*EXCERPTED PASSAGE*.
An availability cascade is a self-reinforcing process of collective belief formation by which an expressed perception triggers a chain reaction that gives the perception of increasing plausibility through its rising availability in public discourse.

Perhaps the most extraordinary aspect of the whole ‘climate change debate’ is the way that the (non-sceptical) public consciousness has been captured by two very simple, easy-to-understand and certain ‘scientific facts’:

  1. Climate change has (with absolute certainty, because the science is settled) occurred because of man-made carbon dioxide emissions (and it has occurred only because of man-made carbon dioxide emissions – nature had nothing to do with it)
  2. Climate change catastrophe will (with absolute certainty, because the science is settled) result if we do not drastically reduce our carbon dioxide emissions.

In Tweets/soundbites, we often see:

‘There is a man-made climate change crisis’ or ‘Climate change is real, man-made and dangerous’.

To question these ‘scientific facts’ is to be a ‘climate science denier’.

Despite the fact that both these ‘scientific facts’, as stated, are (with absolute certainty) scientific hogwash and despite the fact that I doubt it would be possible to find a single climate scientist in the world who would endorse either ‘scientific fact’ (even the Intergovernmental Panel on Climate Change, the ‘world authority on climate change’, and most alarmist of scientific bodies, would certainly not endorse either statement) these two beliefs (because that is all they are) seem to have become memes (beliefs that spread by cultural acquisition, e.g. peers, media). It is what the (non-sceptical) public think the scientific authorities are saying.

These beliefs have become memes in that, when questioned, members of the general public who claim to hold these beliefs may say they do so because ‘their Facebook friends say they are true’, or ‘newspapers say they are true’, or ‘politicians say they are true’, or ‘scientists say they are true’, i.e. it is ‘received opinion’. In this case they have not arrived at these beliefs through their own reasoning or even been argued into them by the reasoning of others; instead they ‘just know’ they must be true because ‘everyone else’ ‘just knows’ they must be true. After all, it is what all intelligent, responsible, rational and reasonable people believe. Isn’t it? Only the stupid, irresponsible, irrational and unreasonable climate science deniers question it.

*COLLECTED MATERIAL*.
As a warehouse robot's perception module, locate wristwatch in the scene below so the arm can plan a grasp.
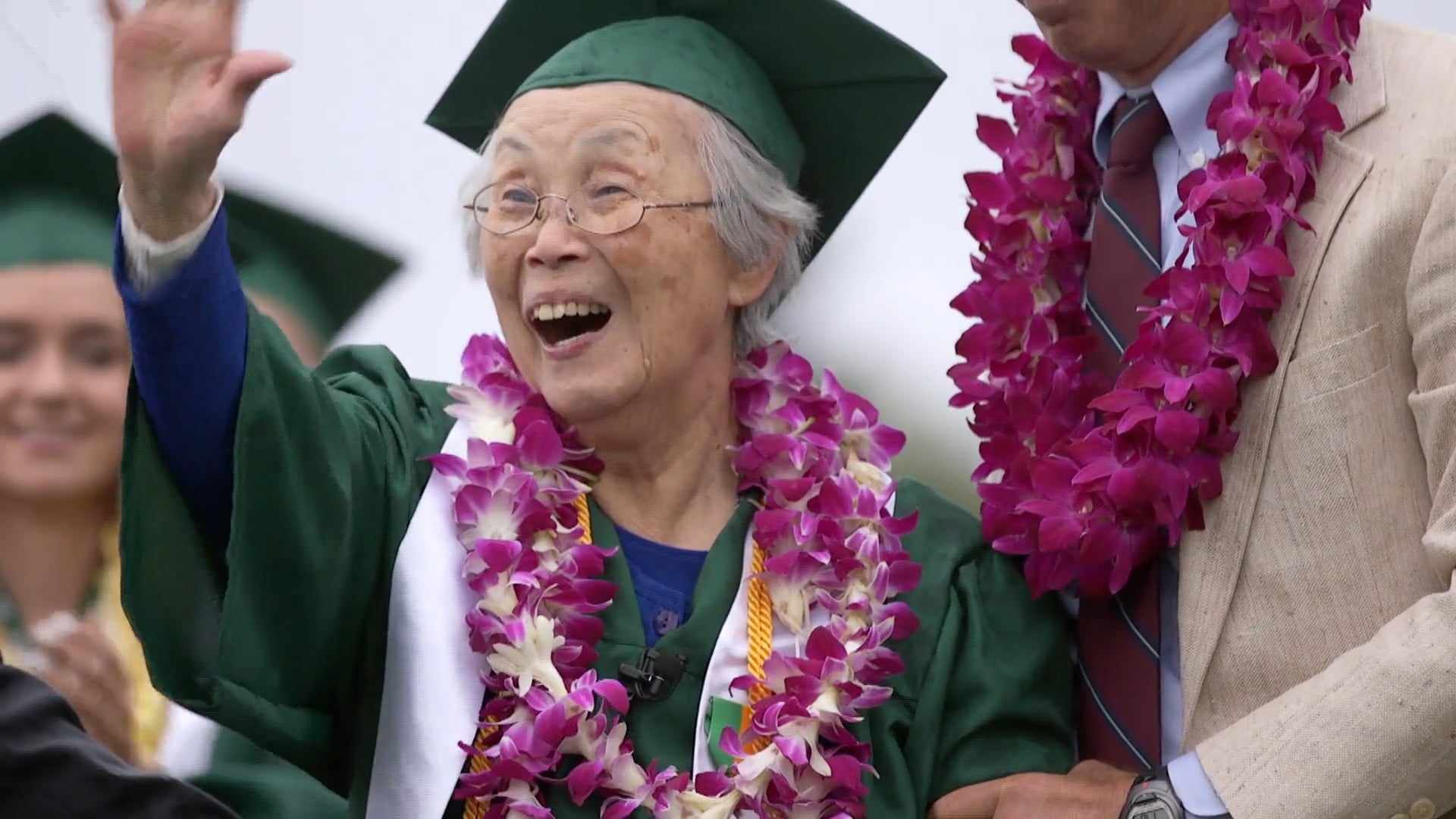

*PROMPT 1*.
Determine whether each statement below agrees with the passage on availability cascades. For each, answer yes or no and quote the deciding words of the passage.
(a) An availability cascade is described as a self-reinforcing process of collective belief formation.
(b) The Intergovernmental Panel on Climate Change would endorse both of the stated "scientific facts."
(c) Members of the public may give newspapers as a reason for holding these beliefs.
*PROMPT 2*. Write the next paragraph of the passage on availability cascades, starting after its final sentence.

*RESPONSE 1*.
(a) Yes: "An availability cascade is a self-reinforcing process of collective belief formation"
(b) No: "would certainly not endorse either statement"
(c) Yes: "‘newspapers say they are true’"

*RESPONSE 2*.
This process has been characterised by psychologists as an ‘availability cascade’. Paraphrasing Wikipedia, this is a self-reinforcing cycle that explains the development of a collective belief (or meme) in a man-made climate change crisis. The idea that a great many phenomena (whether they be melting icecaps, rising sea levels, ocean acidification, floods, droughts, hurricanes, snowstorms, heatwaves, shark attacks or the rise of Islamic State) that actually have unrelated and complex causes can be explained by one, simple, easily understood cause, gains rapid currency in the popular discourse by its very simplicity and by its apparent insightfulness. Its rising popularity triggers a chain reaction within the social network: individuals adopt the new insight that we are experiencing a man-made climate change crisis because other people within their social network have adopted it, and on face value it sounds plausible (after all, we have been adding carbon dioxide to the atmosphere and it is a greenhouse gas and so it must cause global warming). The reason for this increased use and popularity of the ‘man-made climate change crisis’ idea involves both the ‘availability’ of this idea in the media (it’s hard to go through a day without someone on the radio, on TV or in a newspaper mentioning it as though it is simply a ‘fact’ in one form or another), and the need of individuals to conform with this idea, regardless of whether they in fact fully believe it.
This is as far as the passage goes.